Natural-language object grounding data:
=====

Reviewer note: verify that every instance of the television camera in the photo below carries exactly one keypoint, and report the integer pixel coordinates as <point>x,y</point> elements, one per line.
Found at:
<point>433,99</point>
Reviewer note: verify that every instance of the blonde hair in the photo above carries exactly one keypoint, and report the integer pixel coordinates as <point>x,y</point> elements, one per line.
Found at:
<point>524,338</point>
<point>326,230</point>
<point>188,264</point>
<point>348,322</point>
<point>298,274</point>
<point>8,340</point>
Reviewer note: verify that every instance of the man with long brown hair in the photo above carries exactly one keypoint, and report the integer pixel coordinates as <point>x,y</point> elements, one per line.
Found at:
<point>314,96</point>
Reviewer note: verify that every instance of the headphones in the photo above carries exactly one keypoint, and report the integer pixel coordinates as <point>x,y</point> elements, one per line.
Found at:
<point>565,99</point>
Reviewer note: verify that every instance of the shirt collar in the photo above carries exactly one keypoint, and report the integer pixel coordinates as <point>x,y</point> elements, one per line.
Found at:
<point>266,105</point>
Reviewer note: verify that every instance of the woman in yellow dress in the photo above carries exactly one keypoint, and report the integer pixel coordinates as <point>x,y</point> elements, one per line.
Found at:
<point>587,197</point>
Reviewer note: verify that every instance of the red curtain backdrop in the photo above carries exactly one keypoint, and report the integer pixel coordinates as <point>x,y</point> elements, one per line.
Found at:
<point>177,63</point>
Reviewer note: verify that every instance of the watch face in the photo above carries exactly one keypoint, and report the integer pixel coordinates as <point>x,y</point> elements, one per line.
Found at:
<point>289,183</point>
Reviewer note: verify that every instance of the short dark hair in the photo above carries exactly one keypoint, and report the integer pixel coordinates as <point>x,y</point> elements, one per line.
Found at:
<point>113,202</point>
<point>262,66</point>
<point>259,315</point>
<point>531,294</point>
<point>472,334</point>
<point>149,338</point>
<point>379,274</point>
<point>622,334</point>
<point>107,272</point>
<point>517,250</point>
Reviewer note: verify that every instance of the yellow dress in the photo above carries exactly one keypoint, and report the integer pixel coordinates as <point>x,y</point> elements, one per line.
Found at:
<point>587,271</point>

=====

Work to be completed:
Every line in the data above that contains the word "yellow" should be copied.

Your solution:
Reviewer note: verify that every instance of the woman in yellow dress in the photo above carries exactly one keypoint, and report the integer pixel coordinates as <point>x,y</point> elements, one per line.
Reviewer note: verify that every instance of the yellow dress in the photo above carries exactly one keypoint, and report the integer pixel coordinates as <point>x,y</point> elements, one per line.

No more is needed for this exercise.